(Extracted text):
---------------

I want to report a murder.

A man trying to solve his own murder is a strange and unique story premise found in these two cinematic thrillers. The premise may be the same for the two movies but each film has their own distinct style and plot twists that will keep you wondering how things will turn out. Check out the classic from 1950 or the remake from 1988 and you can decide for yourselves which version is better.
(1950) B&W Not Rated
Starring: Edmond O’Brien, Pamela Britton, Beverly Garland

A Picture as Excitingly Different as its Title!

A vacationing accountant is given a poison and is informed by a doctor he has a short time to live. The accountant decides to spend his remaining time trying to track down the source of poison, find out who gave it to him and what the reason was for it. As his time grows short, the accountant, accompanied by his secretary, gets closer to the truth but also in greater peril.

In all the annals of police history there has never been a story like this – of a man who had 48 hours to find his own murderer. Edmond O’Brien (The Barefoot Contessa, The Wild Bunch) stars as Frank Bigelow, a vacationing accountant who has been poisoned, and doesn’t know why or by whom. With only a short time to live, he searches for the truth – but the closer he gets, the more danger he encounters.

Directed by legendary cinematographer Rudolph Maté (Foreign Correspondent, Gilda), D.O.A. is a must-see film noir classic featuring all of the genre’s stylilized characteristics. Striking visuals, a foreboding score by Dmitri Tiomkin (It’s a Wonderful Life), and a sinister plot. Also starring Pamela Britton and Luther Adler. Beverly Garland and Neville Brand in their feature film debut.
(1988) Color Rated R
Starring: Dennis Quaid, Meg Ryan, Daniel Stern

Time is running out for Dexter Cornell (Dennis Quaid – Footloose, Soul Surfer,GI Joe: The Rise of Cobra). He has just 24 hours to unravel the bitter truth surrounding his own poisoning. In his desperate search, everyone’s a suspect, even the woman who loves him (Meg Ryan – Kate & Leopold, You’ve Got Mail, Sleepless in Seattle). Directed by Rocky Morton and Annabel Jankel, creators of superstar Max Headroom, D.O.A. pulsates with explosive action and sizzling performances by Quaid and Ryan, two people who find themselves suddenly living on the edge. It’s a night on the run, filled with fear, danger…and passion.


“D.O.A.” got a remake that was a big deal when I was a kid. But, I grew up around people that were really huge into murder mysteries. Not much difference between the two movies, but the remake has some sex and earns the R rating. Both are lesser movies, but ones that seem to demand Blu-Ray treatment. The concept is intriguing and one that demands treatment for the multiple film remakes out there. Hell, I’m surprised it took this long.

The DVD comes with no special features. The A/V Quality is on par with the past DVD releases. The transfer isn’t amazing, but it works. The same goes for the Dolby audio track. In the end, I’d recommend a purchase to the curious. But, I’d love to see SONY and Touchstone let Mill Creek do Blu-Ray releases for these sets. This is such a great concept not to be in HD.

---------------

(Record extracts):
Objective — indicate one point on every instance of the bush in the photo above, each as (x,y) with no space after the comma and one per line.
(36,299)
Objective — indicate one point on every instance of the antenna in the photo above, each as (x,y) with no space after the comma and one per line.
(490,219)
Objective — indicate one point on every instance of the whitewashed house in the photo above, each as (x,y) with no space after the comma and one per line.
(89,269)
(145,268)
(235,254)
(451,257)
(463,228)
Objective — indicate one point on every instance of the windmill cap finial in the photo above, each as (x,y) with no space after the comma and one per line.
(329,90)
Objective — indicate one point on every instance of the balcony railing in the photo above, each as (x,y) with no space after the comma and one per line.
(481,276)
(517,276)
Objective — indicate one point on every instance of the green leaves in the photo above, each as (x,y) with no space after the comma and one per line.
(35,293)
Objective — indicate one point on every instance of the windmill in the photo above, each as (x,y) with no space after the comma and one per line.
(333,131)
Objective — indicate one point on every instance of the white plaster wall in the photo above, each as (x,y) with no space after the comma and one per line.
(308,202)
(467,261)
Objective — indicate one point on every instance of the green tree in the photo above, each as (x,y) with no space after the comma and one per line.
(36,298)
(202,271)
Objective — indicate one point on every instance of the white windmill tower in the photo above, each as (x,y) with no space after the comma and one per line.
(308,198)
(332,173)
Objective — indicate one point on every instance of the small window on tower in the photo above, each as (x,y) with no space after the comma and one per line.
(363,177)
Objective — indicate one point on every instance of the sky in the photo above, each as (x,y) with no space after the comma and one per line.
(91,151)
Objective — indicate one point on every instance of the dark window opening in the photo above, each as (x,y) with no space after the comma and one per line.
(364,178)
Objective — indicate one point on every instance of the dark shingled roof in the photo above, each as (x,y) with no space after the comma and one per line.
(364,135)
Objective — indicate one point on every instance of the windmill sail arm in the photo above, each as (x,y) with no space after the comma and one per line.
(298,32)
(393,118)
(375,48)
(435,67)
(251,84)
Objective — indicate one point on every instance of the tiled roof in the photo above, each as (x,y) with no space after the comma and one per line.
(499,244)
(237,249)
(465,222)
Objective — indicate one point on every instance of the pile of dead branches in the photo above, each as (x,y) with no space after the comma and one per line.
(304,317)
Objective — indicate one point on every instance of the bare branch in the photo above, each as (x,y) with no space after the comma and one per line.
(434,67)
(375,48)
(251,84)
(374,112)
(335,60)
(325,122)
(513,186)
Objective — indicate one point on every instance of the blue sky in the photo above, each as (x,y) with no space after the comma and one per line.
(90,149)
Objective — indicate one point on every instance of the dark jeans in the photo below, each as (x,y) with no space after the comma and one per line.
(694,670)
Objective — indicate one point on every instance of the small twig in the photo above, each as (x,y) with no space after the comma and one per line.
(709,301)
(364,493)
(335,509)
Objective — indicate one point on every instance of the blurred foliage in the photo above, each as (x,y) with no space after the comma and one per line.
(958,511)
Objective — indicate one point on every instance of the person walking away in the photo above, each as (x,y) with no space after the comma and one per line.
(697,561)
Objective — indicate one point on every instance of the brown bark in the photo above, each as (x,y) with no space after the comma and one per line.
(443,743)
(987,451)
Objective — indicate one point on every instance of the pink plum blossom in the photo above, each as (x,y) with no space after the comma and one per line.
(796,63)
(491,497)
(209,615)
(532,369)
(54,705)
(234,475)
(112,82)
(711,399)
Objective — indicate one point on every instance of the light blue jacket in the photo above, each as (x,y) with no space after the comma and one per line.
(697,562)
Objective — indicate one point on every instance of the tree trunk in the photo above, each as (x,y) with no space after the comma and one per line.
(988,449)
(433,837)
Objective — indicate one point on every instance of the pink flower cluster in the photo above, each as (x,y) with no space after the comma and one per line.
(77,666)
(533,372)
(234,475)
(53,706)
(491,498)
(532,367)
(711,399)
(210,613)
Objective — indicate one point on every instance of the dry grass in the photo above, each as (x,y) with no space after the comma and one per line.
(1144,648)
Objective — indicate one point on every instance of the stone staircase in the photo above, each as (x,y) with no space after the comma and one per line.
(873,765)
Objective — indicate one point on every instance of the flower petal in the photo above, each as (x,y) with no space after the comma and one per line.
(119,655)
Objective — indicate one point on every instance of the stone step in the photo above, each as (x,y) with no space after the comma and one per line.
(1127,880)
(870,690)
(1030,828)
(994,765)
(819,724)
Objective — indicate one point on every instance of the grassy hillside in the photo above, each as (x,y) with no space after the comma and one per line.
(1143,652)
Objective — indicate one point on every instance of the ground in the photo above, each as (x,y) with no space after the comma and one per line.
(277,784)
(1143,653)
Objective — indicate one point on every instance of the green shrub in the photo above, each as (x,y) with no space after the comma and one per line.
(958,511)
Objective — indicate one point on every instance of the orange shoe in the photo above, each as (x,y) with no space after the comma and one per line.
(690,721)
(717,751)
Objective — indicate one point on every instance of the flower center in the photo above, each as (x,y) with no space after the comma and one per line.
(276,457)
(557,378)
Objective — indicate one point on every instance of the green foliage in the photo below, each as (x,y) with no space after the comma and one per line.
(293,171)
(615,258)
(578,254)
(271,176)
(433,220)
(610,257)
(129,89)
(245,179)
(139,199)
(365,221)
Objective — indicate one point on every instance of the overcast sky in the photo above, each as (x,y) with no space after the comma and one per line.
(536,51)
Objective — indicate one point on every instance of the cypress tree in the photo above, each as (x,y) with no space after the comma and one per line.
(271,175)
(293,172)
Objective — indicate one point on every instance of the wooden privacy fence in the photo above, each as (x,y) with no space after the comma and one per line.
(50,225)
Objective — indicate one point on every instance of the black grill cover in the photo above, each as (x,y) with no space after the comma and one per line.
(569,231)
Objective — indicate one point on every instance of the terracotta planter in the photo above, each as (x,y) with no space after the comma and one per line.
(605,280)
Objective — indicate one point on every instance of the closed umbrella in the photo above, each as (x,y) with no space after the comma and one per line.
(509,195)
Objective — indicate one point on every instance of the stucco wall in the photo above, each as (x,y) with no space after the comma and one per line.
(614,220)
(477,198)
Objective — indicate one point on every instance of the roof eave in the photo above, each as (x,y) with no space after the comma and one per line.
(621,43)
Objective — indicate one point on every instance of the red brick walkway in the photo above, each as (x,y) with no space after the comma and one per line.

---------------

(The task): Revise the D.O.A. review between "A man trying" and "in greater peril.", inclusive, swapping "accountant" for "bookkeeper". None of the material is needed for what comes next.

(Finished task):
A man trying to solve his own murder is a strange and unique story premise found in these two cinematic thrillers. The premise may be the same for the two movies but each film has their own distinct style and plot twists that will keep you wondering how things will turn out. Check out the classic from 1950 or the remake from 1988 and you can decide for yourselves which version is better.
(1950) B&W Not Rated
Starring: Edmond O’Brien, Pamela Britton, Beverly Garland

A Picture as Excitingly Different as its Title!

A vacationing bookkeeper is given a poison and is informed by a doctor he has a short time to live. The bookkeeper decides to spend his remaining time trying to track down the source of poison, find out who gave it to him and what the reason was for it. As his time grows short, the bookkeeper, accompanied by his secretary, gets closer to the truth but also in greater peril.